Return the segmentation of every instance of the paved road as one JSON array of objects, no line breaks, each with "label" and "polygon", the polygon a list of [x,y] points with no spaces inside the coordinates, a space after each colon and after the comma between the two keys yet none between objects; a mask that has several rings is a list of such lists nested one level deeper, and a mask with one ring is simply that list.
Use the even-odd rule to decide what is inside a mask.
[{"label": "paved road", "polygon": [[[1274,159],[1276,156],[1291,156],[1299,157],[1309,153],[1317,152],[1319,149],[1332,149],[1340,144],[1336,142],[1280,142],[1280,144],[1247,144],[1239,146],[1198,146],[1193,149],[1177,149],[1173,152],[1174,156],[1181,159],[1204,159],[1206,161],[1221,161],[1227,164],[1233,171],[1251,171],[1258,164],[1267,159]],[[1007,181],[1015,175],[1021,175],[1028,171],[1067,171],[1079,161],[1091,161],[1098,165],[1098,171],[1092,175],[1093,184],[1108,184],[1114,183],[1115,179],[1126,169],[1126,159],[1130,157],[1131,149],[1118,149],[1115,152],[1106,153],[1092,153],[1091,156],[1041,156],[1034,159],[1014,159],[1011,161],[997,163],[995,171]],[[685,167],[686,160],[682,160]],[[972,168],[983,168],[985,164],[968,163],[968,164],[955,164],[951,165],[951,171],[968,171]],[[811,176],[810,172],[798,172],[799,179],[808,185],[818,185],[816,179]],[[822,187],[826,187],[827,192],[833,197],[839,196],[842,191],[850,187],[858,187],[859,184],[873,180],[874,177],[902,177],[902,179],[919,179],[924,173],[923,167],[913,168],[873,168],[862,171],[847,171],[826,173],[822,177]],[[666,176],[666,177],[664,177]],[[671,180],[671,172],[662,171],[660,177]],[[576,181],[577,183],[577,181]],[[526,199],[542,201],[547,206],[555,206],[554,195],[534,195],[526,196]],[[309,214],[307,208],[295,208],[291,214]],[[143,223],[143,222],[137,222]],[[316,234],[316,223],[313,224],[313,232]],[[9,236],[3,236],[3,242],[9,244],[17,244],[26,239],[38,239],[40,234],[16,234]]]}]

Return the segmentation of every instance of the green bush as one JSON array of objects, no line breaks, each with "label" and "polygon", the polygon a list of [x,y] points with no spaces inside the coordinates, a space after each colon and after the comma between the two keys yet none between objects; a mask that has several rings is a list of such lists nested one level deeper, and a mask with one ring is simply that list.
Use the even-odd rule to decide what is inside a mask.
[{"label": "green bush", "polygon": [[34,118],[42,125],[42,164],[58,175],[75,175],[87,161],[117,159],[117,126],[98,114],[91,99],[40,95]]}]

▶ [WRITTEN PROBLEM]:
Copy all the lines above word for word, changing no character.

▶ [ANSWER TO THE EXERCISE]:
Return the segmentation of every instance of the paved road as one JSON array of objects, no line breaks, each with "label" and "polygon", the polygon a list of [x,y] points with no spaces inside the coordinates, a space after each colon and after the comma between the two keys yet none between objects; a mask that has several rings is a list of such lists nested one level deeper, and a mask with one ring is simply that list.
Use the even-odd rule to decide what is inside a mask.
[{"label": "paved road", "polygon": [[[1274,159],[1276,156],[1291,156],[1299,157],[1309,153],[1317,152],[1319,149],[1332,149],[1340,144],[1336,142],[1280,142],[1280,144],[1247,144],[1239,146],[1198,146],[1193,149],[1177,149],[1173,152],[1174,156],[1181,159],[1204,159],[1206,161],[1221,161],[1227,164],[1233,171],[1251,171],[1258,164],[1267,159]],[[1007,181],[1015,175],[1021,175],[1028,171],[1067,171],[1079,161],[1091,161],[1098,165],[1098,171],[1092,175],[1093,184],[1108,184],[1114,183],[1115,179],[1126,169],[1126,159],[1130,157],[1131,149],[1118,149],[1115,152],[1106,153],[1092,153],[1091,156],[1041,156],[1034,159],[1014,159],[1011,161],[997,163],[995,171]],[[685,167],[686,160],[682,160]],[[972,168],[983,168],[985,164],[968,163],[968,164],[955,164],[951,165],[951,171],[968,171]],[[811,176],[810,172],[798,172],[799,179],[808,185],[818,185],[816,179]],[[822,187],[826,187],[827,192],[833,197],[839,196],[842,191],[850,187],[858,187],[859,184],[873,180],[874,177],[902,177],[902,179],[919,179],[924,173],[923,167],[913,168],[873,168],[862,171],[847,171],[826,173],[822,177]],[[666,176],[666,177],[664,177]],[[671,180],[671,172],[662,171],[660,177]],[[576,181],[577,183],[577,181]],[[526,199],[542,201],[547,206],[555,206],[554,195],[534,195],[526,196]],[[309,214],[307,208],[295,208],[291,214]],[[143,223],[143,222],[137,222]],[[316,234],[316,223],[313,224],[313,232]],[[9,236],[3,236],[3,242],[9,244],[17,244],[26,239],[38,239],[40,234],[16,234]]]}]

Return the segmentation of every instance of the green bush as one JSON array of objects, no line breaks, each with "label" and "polygon", the polygon a list of [x,y] points with no spaces inside the coordinates, a space after each colon and after the comma between the two keys yet none between objects; a mask that has several rings is a list of such lists nested one level deeper, and a mask with one ring is simply that list.
Use the even-odd rule to decide what is inside a mask.
[{"label": "green bush", "polygon": [[34,118],[42,125],[42,164],[58,175],[75,175],[87,161],[117,159],[117,126],[98,114],[91,99],[40,95]]}]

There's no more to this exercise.